- [PAGE TEXT]

# can crypts survive as houseplants?



## hubbahubbahehe (Mar 29, 2004)

can crypts survive as houseplants (with the ambient light from the house) or will they fare better if planted outside, say, in a pond? I'm located in California, it's get to the upper 90's in the summer and gets down to the 30's in the winter...


----------



## MiamiAG (Jan 13, 2004)

Yes, Cryptocoryne can be grown emersed in a room environment. However, their roots/rhizome should be kept wet and the leaves sprayed daily.


----------



## HeyPK (Jan 23, 2004)

Yes, they seem to be able to grow as house plants, but they should be on a windowsill or some place where they get the kind of light that a house plant needs. I grow mine in covered jars or soda pop bottles, and so they get high humidities. I have not had experience growing them at the low humidities seen in the house, especially in winter. 

Jan Bastmeijer has collected a number of accounts of crypts surviving in greenhouses when the heat failed and temperatures went down to freezing or slightly below. Therefore, they ought to survive in a pond in a winter where the lowest temperatures are only a few degrees below freezing. If you grow them in a pond in your backyard, make sure that they do not escape and become a new noxious weed in nearby waterways!


----------



## tanVincent (Mar 19, 2004)

I have my crypt becketii, pointeriifolia, walkeri, willisi, balansae, tokinensis, nurii, graffithi happily living in my emersed crypt garden. They are living in one of my old storage box. 

Just make sure that the substrate is damp, leaves sprayed with water at least once daily and if you are putting them in a makeshift greenhouse, spray them with water once a week.

Cheers
Vincent


----------

- [DATA SECTION]
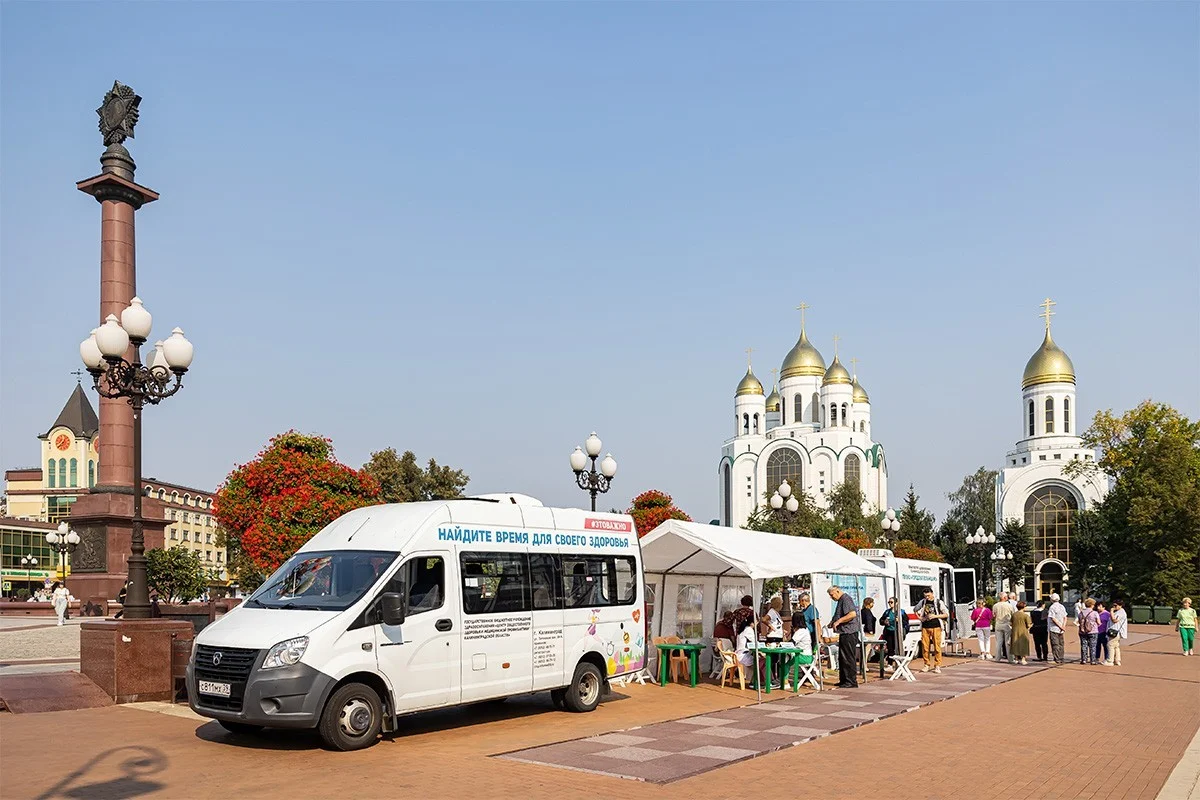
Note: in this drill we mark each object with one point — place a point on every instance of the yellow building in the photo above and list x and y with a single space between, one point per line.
66 468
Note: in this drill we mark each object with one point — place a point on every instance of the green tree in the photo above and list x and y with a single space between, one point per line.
1151 455
916 523
177 573
402 480
1015 539
973 504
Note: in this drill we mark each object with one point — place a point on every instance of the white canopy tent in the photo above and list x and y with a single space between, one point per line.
700 551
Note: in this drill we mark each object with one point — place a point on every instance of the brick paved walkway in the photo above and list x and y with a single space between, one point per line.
670 751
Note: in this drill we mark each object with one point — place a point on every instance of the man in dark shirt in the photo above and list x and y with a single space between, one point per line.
845 624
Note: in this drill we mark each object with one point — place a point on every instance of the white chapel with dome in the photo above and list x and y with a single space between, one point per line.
1031 486
813 431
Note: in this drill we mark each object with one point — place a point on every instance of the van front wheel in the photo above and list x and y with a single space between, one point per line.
352 719
583 693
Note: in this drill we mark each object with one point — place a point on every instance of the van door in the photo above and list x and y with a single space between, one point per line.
420 659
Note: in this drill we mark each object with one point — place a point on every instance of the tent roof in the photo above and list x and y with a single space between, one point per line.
695 548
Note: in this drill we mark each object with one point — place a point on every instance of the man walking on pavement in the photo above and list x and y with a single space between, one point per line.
845 623
1002 619
931 612
1056 623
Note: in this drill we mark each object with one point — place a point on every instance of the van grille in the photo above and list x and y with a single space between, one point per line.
234 667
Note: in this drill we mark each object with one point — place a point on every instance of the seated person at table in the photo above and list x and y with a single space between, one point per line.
801 636
745 647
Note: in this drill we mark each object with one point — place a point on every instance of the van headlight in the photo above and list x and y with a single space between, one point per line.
285 654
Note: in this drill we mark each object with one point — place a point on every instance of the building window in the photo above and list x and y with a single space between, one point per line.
784 464
853 470
1050 516
729 495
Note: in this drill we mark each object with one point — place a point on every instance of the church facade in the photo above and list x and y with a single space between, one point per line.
1031 486
813 429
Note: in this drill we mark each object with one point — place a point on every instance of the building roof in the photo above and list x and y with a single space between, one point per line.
77 415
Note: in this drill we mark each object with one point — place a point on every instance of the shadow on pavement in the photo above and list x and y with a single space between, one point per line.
460 716
139 762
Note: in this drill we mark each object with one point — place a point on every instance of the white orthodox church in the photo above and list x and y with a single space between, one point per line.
1031 486
814 431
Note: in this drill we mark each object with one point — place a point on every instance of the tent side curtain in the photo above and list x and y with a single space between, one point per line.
693 548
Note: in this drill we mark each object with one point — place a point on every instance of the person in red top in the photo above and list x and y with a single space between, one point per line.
981 617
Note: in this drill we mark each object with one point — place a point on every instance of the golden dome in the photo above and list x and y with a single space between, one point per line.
803 360
773 400
837 373
1049 365
749 385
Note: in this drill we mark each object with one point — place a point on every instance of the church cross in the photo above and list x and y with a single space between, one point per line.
1047 313
803 307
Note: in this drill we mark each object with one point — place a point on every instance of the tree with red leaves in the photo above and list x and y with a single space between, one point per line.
274 504
652 509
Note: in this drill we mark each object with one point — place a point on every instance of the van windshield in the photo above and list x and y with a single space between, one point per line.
333 581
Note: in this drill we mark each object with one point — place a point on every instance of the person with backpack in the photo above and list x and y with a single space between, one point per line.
931 612
1089 624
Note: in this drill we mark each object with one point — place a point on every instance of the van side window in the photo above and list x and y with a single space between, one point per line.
426 583
544 581
495 583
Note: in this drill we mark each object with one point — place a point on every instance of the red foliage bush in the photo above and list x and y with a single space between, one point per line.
274 504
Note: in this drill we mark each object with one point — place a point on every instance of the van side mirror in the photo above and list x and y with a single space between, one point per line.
391 606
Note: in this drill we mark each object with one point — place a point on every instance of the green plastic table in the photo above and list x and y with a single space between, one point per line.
771 653
693 651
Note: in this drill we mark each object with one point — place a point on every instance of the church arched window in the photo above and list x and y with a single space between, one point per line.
727 482
853 470
1050 516
784 464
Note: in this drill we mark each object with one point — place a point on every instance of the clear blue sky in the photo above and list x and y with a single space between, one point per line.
480 232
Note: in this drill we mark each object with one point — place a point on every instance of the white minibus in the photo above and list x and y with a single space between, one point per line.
399 608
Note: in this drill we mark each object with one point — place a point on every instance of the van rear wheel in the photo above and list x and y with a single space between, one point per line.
352 719
583 693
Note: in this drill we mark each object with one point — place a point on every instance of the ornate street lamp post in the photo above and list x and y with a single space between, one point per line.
63 541
981 540
114 377
589 480
29 564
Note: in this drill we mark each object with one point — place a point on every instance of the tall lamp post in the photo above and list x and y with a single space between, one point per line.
29 564
997 560
981 540
589 480
114 377
63 541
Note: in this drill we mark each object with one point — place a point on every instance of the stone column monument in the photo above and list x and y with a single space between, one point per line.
131 660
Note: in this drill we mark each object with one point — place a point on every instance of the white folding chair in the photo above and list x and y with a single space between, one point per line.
901 662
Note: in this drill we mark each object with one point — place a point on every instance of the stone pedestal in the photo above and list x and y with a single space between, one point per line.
131 660
105 523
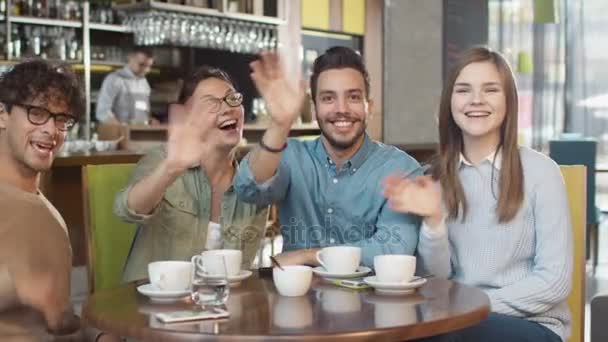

- [EXERCISE TASK]
Write out everything from "Yes, they seem" down to "(Mar 19, 2004)" in the crypts-as-houseplants thread above, copied word for word.

- [SOLUTION TO THE EXERCISE]
Yes, they seem to be able to grow as house plants, but they should be on a windowsill or some place where they get the kind of light that a house plant needs. I grow mine in covered jars or soda pop bottles, and so they get high humidities. I have not had experience growing them at the low humidities seen in the house, especially in winter. 

Jan Bastmeijer has collected a number of accounts of crypts surviving in greenhouses when the heat failed and temperatures went down to freezing or slightly below. Therefore, they ought to survive in a pond in a winter where the lowest temperatures are only a few degrees below freezing. If you grow them in a pond in your backyard, make sure that they do not escape and become a new noxious weed in nearby waterways!


----------



## tanVincent (Mar 19, 2004)